• Records to use:

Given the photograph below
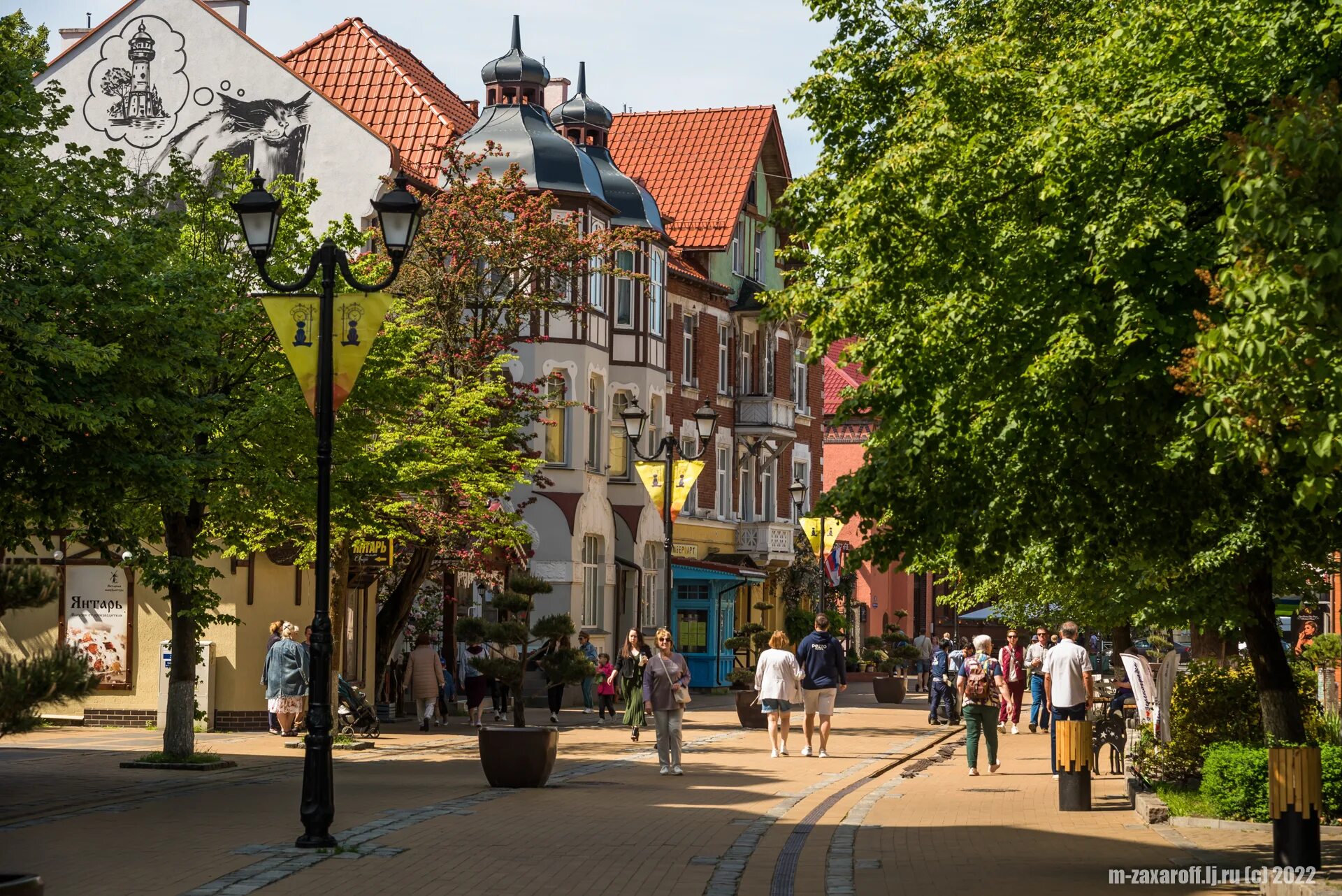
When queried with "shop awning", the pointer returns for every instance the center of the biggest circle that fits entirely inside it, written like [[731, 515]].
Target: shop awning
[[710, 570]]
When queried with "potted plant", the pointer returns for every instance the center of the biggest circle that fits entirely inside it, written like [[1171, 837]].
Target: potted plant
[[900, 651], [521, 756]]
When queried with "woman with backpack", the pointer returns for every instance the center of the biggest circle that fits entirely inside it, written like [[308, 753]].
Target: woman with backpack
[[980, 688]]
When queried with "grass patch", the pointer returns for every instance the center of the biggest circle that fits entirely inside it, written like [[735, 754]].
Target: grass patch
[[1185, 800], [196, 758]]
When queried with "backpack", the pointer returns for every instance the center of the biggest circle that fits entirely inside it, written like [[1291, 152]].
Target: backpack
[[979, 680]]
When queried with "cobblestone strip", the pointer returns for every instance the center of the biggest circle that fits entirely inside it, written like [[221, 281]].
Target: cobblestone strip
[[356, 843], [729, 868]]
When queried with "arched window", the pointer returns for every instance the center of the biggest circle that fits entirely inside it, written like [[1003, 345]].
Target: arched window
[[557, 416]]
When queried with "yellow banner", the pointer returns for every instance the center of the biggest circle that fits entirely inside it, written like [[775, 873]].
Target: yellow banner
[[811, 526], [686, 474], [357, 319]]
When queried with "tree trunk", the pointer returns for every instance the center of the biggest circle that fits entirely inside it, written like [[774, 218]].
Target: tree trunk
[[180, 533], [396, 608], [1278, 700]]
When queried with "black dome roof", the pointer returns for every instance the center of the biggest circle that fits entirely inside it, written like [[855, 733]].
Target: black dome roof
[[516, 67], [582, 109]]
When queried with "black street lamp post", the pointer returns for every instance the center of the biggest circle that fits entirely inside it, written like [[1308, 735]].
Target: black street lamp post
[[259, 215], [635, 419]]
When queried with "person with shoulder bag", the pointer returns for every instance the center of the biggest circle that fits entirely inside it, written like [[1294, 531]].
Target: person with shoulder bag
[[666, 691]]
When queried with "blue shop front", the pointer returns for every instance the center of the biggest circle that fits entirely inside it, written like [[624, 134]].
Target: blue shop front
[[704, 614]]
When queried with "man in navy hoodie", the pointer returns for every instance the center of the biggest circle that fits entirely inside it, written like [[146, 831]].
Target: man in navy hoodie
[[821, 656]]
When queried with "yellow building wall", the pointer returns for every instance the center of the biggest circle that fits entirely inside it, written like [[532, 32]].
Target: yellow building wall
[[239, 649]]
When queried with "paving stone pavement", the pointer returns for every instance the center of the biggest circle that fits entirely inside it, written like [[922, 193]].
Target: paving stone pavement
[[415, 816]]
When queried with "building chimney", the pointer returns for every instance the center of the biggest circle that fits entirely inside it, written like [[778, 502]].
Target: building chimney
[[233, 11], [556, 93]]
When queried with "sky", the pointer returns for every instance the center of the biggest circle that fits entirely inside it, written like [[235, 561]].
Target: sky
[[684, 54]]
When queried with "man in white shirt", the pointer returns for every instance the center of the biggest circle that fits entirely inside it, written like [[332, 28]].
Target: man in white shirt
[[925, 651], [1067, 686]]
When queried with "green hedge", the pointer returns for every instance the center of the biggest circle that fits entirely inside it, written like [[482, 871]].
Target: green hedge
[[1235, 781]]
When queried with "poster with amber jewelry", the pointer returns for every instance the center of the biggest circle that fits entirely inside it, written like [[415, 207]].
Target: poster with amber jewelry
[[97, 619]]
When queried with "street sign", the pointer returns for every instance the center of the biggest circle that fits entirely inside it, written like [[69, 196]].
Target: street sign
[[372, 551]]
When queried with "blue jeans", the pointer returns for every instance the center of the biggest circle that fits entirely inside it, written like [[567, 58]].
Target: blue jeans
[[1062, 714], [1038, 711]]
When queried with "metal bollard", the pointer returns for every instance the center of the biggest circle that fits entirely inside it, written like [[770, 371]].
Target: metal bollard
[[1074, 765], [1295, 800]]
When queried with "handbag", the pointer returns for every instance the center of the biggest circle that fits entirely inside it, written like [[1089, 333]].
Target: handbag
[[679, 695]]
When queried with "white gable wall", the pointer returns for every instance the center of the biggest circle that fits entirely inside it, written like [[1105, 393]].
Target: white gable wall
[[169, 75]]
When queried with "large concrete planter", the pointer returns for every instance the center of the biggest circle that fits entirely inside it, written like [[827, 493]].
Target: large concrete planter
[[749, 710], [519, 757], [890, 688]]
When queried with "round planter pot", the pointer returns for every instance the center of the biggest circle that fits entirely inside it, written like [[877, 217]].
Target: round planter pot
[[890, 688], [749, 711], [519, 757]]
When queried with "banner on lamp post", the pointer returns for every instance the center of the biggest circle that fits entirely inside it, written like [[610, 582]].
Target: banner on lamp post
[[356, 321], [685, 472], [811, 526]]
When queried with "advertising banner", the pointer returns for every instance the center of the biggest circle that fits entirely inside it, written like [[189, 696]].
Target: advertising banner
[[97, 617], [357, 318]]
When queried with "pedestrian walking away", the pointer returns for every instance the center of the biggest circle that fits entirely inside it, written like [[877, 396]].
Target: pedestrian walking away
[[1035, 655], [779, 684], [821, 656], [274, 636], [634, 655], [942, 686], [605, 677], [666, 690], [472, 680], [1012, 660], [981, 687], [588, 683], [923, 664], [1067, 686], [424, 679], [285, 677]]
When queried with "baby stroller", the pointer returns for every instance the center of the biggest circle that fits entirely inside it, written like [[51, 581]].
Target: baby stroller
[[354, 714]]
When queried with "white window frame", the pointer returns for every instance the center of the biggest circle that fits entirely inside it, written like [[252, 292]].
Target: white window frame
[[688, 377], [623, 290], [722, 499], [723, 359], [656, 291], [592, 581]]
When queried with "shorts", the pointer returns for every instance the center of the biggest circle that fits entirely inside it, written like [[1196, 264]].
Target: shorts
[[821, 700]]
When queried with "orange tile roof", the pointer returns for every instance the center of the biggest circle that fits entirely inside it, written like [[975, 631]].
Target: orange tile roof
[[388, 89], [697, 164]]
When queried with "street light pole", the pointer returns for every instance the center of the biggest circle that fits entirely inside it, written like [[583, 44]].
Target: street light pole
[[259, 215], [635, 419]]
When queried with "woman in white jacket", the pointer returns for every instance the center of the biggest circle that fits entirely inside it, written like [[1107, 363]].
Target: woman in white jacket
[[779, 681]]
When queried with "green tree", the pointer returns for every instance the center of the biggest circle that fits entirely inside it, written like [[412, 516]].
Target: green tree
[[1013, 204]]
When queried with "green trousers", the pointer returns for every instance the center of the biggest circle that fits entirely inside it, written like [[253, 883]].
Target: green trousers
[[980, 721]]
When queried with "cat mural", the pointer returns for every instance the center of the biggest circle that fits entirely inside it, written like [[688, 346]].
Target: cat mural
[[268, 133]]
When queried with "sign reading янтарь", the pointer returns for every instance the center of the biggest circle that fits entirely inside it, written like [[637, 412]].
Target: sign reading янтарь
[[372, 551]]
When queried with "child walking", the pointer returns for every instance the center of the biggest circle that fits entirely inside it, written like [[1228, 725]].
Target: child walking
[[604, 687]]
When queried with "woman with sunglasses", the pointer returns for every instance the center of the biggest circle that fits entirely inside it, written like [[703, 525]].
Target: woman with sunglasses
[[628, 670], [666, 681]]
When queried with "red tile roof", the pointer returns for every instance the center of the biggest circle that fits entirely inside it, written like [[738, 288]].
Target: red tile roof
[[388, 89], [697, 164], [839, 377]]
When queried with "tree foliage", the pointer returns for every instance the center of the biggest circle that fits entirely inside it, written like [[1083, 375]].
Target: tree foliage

• Assignment:
What the answer needs is every record above, exactly as written, and no pictures.

• Expected answer:
Given the photograph below
When queried with "shop awning", the pointer returns for every instance the center of the biggest circle that fits entirely inside it, written like [[731, 515]].
Target: shop awning
[[710, 570]]
When queried with "potted plant", the pointer returns for every instance the center of the biggest circle that fits entirely inside it, written like [[1171, 837]].
Target: potted plant
[[900, 651], [521, 756]]
When queried with "woman with backpack", the pointer returns for every instance the center of the biggest circle that fits entirely inside it, written like [[308, 753]].
Target: woman with backpack
[[980, 688]]
When queried with "grass patch", the pointer returns for every instance the center of the biggest circle that fits entirely inside it, written like [[735, 754]].
Target: grass patch
[[1185, 800], [196, 758]]
When queried with "backpack", the pointer returns for every instance the center of the biggest circle that fits entirely inside it, written like [[1291, 152]].
Target: backpack
[[979, 680]]
When queried with "cobblestone strip", the pointer returns for every instance the center of the biggest circle that fits entirely inside it, written like [[221, 281]].
Target: cobblestone strip
[[356, 843], [729, 868]]
When queried with "arched window", the pointer returns for every instance the center of the biggest circle that fits entirely inside it, written like [[1003, 345]].
Target: arched window
[[557, 416]]
When queried with "yellow banner", the pointer returns for every instance the center of the biggest circle that fits entirely inside it, written like [[775, 873]].
Target: yellow banner
[[811, 526], [686, 474], [357, 319]]
When queried with "tree trunk", the pointer returns for every instance the center of the biggest circle that fits entirely inside it, written like [[774, 218]].
Target: tree trunk
[[180, 533], [396, 608], [1278, 700]]
When queried with "black dome roof", the pointer returns for every instance the center of the biggest circle that fits entirely inside it, written like [[855, 733]].
Target: black dome roof
[[516, 67], [582, 109]]
When queried with "black street lamp post", the pointer returns for every instance the center of the biggest circle that fits entirely inside it, written like [[1308, 735]].
Target: black street lamp post
[[259, 215], [635, 419]]
When queried with "person with shoulder bag", the pointer returns for every instance the center of the biggest circle that fits entirely inside it, written like [[1294, 531]].
Target: person with shoulder bag
[[666, 691]]
When queried with "blue shop front", the pointer returns for every instance the center of the biggest circle that fits entirely inside it, written like [[624, 134]].
Target: blue shop front
[[704, 614]]
When queried with "man in navy hoodie", the pointer returns for every instance the center of the biggest circle that fits entirely inside it, written like [[146, 831]].
Target: man in navy hoodie
[[821, 656]]
When queried with "yellow building wall", the pointer returns for every instance the center of the biggest circle that fits entirely inside it, written like [[532, 32]].
Target: yellow building wall
[[239, 649]]
When queried with "paving stone pavement", the pointer returns for every instance the center of the biggest circle that fits entirely inside it, written like [[922, 193]].
Target: paving stone pavement
[[415, 816]]
When queried with "building chimney", the pointer returns for every instance the center of the biggest circle that fits entirely inside it, written like [[778, 502]].
Target: building chimney
[[233, 11], [556, 93]]
When queried with "sky", the pointer returns for every instance the center of the biggest circle that fits entirely inside it, written like [[235, 561]].
Target: sky
[[684, 54]]
When queried with "man in white shirt", the pointer returns for every instance the center of the biggest circle that fits entirely inside it, written like [[332, 28]].
Target: man in white shirt
[[925, 651], [1067, 686]]
When queried with "green hedge", the pointer returns for every instance the center of the biggest circle that fits entirely inside it, written like [[482, 871]].
Target: green hedge
[[1235, 781]]
When queried with "poster with amber jewelry", the pointer returns for every instance the center of the biggest circle that fits entirely inside it, written like [[415, 207]].
Target: poster with amber jewelry
[[97, 619]]
When queried with "street sign", the pointer returns for every instance the center of the biggest circle that fits entirely inside it, written like [[69, 196]].
Target: street sign
[[372, 551]]
When queried with "blue jeans", the pointer returns for every instance the center of the biggest circle that fits entirely inside it, written like [[567, 58]].
Target: blue jeans
[[1062, 714], [1038, 711]]
When queried with "metal bollard", the pointer returns for every instance the center of the biggest circle that fits entirely inside it, written like [[770, 371]].
Target: metal bollard
[[1074, 765], [1295, 800]]
When queried with "handbag", the pointer returns for every instance the center of the biggest circle that fits entirely inside it, written like [[1089, 333]].
Target: handbag
[[679, 695]]
When queried with "white gable wall", the pointer returns for every instance the center of the biggest circle that fits entirely inside it, written like [[1105, 393]].
Target: white gable wall
[[169, 75]]
When queried with "large concrete planter", the pointer returns for every instance the center of the biggest circle that fits entirely inside it, written like [[827, 493]].
Target: large concrete planter
[[749, 710], [519, 757], [890, 688]]
When queried with "round planter pot", the pointer returns for every instance the center of the biggest circle that fits entirely inside it, written like [[877, 217]].
Target: round planter pot
[[890, 688], [749, 711], [519, 757]]
When queried with "banner on lamp post", the pointer returns for every instance the center of the biggest circle that fits entirely inside it, written like [[610, 582]].
Target: banner on lamp post
[[356, 321], [685, 472], [811, 526]]
When queried with "advertising banner", the pointer returns for every instance the center of the biggest circle that fits entirely inside it, written like [[189, 696]].
Target: advertising banner
[[97, 617], [357, 318]]
When queried with "pedestrian walking away", the pointer returns for every instance the center of the biggest circle that fits entirely inside it, written like [[877, 396]].
Target: pedestrian walking away
[[1035, 655], [779, 684], [821, 656], [274, 636], [634, 655], [942, 686], [605, 677], [666, 690], [472, 680], [1012, 660], [981, 687], [588, 683], [923, 664], [1067, 686], [424, 679], [285, 677]]
When queried with "baby stroller", the pointer returns for every instance the center of the biggest circle that fits entirely inside it, written like [[51, 581]].
Target: baby stroller
[[354, 714]]
When queried with "white window frame", the pointer returns for every instance the center of the biggest circle that fits entirely inside it, written like [[252, 292]].
Target: white window frame
[[688, 377], [623, 290], [722, 499], [723, 359], [656, 291], [592, 581]]
When queried with "shorts", the pointer returns for every instance the center of the biggest circle that fits entirely inside it, written like [[1196, 264]].
Target: shorts
[[821, 700]]
When queried with "orange tile roof", the pointer returns for every instance the center of the biggest circle that fits entirely inside it, written like [[975, 631]].
Target: orange tile roof
[[388, 89], [697, 164]]
When queried with "street light pole", the pointer returns for every instance the center of the biggest circle that fits entirely inside it, written like [[583, 44]].
Target: street light pole
[[259, 215], [635, 419]]
When queried with "woman in white jacket", the pointer returns for every instance the center of the biggest circle that fits entirely inside it, written like [[1107, 363]].
Target: woman in white jacket
[[779, 681]]
When queried with "green tree", the pointer returns for every instance the center of the biggest circle that fits entirely inside it, written like [[412, 516]].
Target: green tree
[[1013, 204]]
When queried with "green trousers", the pointer returns for every instance the center of the biggest circle that fits entirely inside it, written like [[253, 883]].
Target: green trousers
[[980, 721]]
When queried with "cat mural", the pointer returns for every instance the center of the biggest circle that fits entirely inside it, written like [[688, 346]].
Target: cat mural
[[268, 133]]
When queried with "sign reading янтарь", the pointer returns for every instance the center of the biggest circle that fits entirely inside it, written like [[637, 412]].
Target: sign reading янтарь
[[372, 551]]
When queried with "child walking", the pointer returns for every instance the center of the biggest circle that fits entirely inside it, written like [[1228, 725]].
Target: child walking
[[604, 687]]
When queried with "woman with sunglasses", the pointer returns for every instance the center of the biggest circle that fits entirely inside it, written like [[703, 525]].
Target: woman with sunglasses
[[628, 670], [666, 681]]
When queried with "red tile roof", the pointer returns for every instance the center of the biggest circle that fits entirely inside it, written like [[738, 288]].
Target: red tile roof
[[388, 89], [697, 164], [839, 377]]
When queried with "tree foliage", the pointer returns for every instance the center of the biggest circle that fits entirely inside it, written like [[1083, 375]].
Target: tree foliage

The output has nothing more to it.